Texte cité:
Souvenirs du Tarn

Il y a plus de 15 ans, alors que j’étais  journaliste au Point,  j’avais rendez-vous  avec  l’écrivain José  Cabanis, dans sa demeure de   Nollet, près de Toulouse. Mais avant  de le rencontrer  je fis  un détour  par  le Tarn, au pied de la Montagne Noire, à  N…. C’est là que j’étais venu passer  deux étés   avec mes deux filles de dix et treize ans. J’aimais ce village  ancien au pied de la Montagne Noire où vivait mon meilleur ami et sa femme. Ils occupaient une belle demeure familiale de deux étages construite vers 1810,  avec un jardin clos. Le  versant Nord  de la Montagne noire et son immense masse forestière pèse sur  une partie de la ville et  rappelle les Vosges. Son versant Sud,  ensoleillé, presque brûlé l’été, avec ses vignobles roux  et ses champs d’herbe rase à moutons,  laisse ouvert  un ciel immense.

Je revenais donc  l’  humeur légère, tout empli de ces souvenirs d étés joyeux dans une  demeure si ancienne, avec ses bibliothèques, son grand escalier en spirale et son jardin avec magnolia

 J’arrivai par la route de  Castres. Ciel d’un bleu glacé. La départementale longeait   des champs nus,  terre ocre, lignes caillouteuses,  bâtiments agricoles, puis l’antique pont de pierre, l’écluse, enfin  le virage, et le clocher de N… massif.

Je remontai  les  ruelles  aux vieilles demeures serrées ,ses façades à colombages, ses encorbellements, son  mélange briquettes et  bois ,ses toits bas, ses successions d’épais  volets clos tout l’été ,ses boutiques à l’ancienne et son délicat parfum médiéval  avec cette  succession d’auvents, de balustres, de petites vitrines  étroites..

Le  silence  des rues est si épais au milieu de l’après-midi qu’on croit entendre la vague de chaleur brasiller sur les volets clos.

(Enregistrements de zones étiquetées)
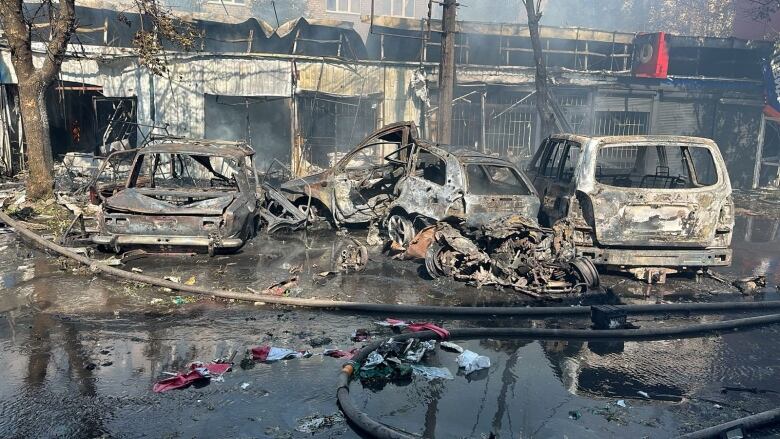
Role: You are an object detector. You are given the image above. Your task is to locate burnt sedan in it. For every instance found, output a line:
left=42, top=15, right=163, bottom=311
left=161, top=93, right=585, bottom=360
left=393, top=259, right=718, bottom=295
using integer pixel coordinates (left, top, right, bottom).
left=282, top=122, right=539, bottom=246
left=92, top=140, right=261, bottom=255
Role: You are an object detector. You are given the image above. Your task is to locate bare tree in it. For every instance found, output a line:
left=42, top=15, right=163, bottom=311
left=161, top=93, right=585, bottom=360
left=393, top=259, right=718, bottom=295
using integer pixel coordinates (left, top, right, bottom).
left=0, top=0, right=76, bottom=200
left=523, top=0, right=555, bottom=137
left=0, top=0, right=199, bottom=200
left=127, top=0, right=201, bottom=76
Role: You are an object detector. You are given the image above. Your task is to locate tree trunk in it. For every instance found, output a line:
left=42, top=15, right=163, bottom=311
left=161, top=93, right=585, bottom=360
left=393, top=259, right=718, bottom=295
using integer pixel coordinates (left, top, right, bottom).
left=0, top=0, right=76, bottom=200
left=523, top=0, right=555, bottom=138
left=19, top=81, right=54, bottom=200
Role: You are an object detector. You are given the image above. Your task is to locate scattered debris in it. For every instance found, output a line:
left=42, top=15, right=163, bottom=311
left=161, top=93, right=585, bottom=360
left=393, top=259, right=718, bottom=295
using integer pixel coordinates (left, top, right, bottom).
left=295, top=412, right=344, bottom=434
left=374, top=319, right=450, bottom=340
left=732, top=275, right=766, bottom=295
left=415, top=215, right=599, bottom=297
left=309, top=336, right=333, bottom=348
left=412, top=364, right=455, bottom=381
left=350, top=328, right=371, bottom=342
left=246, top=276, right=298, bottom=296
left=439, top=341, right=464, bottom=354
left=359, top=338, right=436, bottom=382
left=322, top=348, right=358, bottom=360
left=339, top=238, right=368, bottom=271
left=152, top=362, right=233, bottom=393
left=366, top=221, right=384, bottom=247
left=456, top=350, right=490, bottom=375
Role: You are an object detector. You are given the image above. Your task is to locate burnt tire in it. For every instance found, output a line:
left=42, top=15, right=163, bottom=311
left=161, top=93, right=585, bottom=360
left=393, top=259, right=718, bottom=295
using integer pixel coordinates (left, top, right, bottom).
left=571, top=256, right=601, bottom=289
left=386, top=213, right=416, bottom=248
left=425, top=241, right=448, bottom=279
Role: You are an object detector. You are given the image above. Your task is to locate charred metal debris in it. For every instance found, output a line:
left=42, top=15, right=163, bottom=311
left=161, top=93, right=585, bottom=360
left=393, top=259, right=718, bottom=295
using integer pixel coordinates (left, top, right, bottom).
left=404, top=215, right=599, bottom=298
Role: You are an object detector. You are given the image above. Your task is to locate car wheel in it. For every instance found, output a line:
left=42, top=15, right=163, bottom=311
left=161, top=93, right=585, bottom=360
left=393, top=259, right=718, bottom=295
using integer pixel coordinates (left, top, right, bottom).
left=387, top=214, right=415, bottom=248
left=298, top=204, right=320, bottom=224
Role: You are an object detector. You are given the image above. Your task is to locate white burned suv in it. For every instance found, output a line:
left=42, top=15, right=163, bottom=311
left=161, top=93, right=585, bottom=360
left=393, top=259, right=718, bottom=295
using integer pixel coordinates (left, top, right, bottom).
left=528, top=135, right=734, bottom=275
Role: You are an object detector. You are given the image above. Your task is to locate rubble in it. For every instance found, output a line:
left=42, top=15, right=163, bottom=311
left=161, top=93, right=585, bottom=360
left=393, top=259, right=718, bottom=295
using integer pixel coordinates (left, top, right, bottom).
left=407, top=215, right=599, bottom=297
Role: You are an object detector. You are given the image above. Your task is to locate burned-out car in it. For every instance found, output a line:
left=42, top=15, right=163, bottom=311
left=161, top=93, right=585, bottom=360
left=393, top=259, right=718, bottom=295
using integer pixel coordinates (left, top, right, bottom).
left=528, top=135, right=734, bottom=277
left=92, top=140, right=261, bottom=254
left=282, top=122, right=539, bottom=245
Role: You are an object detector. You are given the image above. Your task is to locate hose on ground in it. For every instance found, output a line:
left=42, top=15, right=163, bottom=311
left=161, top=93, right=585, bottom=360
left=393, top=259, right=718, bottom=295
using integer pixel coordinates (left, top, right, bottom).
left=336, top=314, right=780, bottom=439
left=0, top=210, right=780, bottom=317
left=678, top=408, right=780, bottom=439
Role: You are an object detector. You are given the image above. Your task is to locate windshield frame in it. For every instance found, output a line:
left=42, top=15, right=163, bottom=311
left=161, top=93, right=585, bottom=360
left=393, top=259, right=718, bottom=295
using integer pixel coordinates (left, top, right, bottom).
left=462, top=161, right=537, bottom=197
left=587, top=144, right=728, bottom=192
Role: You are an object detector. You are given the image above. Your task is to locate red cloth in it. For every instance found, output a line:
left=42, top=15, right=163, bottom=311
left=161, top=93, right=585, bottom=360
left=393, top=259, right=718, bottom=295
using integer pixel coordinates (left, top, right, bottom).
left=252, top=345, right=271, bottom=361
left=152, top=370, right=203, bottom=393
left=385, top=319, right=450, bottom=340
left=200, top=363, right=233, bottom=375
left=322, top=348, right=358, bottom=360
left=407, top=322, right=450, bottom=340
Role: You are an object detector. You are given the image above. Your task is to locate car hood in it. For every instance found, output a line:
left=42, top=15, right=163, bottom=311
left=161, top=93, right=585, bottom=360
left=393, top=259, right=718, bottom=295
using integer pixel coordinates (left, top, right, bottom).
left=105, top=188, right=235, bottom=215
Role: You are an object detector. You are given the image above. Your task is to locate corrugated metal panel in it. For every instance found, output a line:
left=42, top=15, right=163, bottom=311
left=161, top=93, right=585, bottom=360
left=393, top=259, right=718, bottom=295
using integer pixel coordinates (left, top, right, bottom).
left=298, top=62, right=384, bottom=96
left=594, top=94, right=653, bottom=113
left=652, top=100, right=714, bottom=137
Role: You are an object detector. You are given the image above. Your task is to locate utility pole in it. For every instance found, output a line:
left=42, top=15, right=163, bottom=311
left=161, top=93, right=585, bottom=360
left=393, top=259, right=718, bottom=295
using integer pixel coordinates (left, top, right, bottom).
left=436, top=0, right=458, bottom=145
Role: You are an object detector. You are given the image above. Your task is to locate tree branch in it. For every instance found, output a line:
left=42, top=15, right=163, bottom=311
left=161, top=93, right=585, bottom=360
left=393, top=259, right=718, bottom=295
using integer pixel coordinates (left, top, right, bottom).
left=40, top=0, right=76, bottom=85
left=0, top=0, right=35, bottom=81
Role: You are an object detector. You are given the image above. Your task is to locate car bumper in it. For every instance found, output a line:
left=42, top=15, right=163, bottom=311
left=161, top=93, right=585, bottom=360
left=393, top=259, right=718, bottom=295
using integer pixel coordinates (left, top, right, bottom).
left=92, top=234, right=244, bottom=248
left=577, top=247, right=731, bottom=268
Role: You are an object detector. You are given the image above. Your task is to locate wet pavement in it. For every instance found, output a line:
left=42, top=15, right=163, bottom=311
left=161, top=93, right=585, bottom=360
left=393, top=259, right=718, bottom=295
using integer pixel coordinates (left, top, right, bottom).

Objectif énoncé A:
Réponds aux questions suivantes d'après le texte cité, chacune sur sa propre ligne :
(i) Vers quelle année la demeure familiale a-t-elle été construite ?
(ii) Par quelle route se fait l'arrivée à N… ?
(iii) Quel arbre se trouve dans le jardin de la demeure ?
Objectif énoncé B:
Exprime sous forme de liste JSON de chaînes tout ce qui va, dans les enregistrements, de la ligne contenant « locate car wheel » jusqu'à la ligne contenant « left=298, top=204, right=320, bottom=224 », ces deux lignes comprises, à raison d'une chaîne par ligne et sans les lignes vides.

Réponse complète A:
(i) Vers 1810.
(ii) Par la route de Castres.
(iii) Un magnolia.

Réponse complète B:
[
  "Role: You are an object detector. You are given the image above. Your task is to locate car wheel in it. For every instance found, output a line:",
  "left=42, top=15, right=163, bottom=311",
  "left=161, top=93, right=585, bottom=360",
  "left=393, top=259, right=718, bottom=295",
  "using integer pixel coordinates (left, top, right, bottom).",
  "left=387, top=214, right=415, bottom=248",
  "left=298, top=204, right=320, bottom=224"
]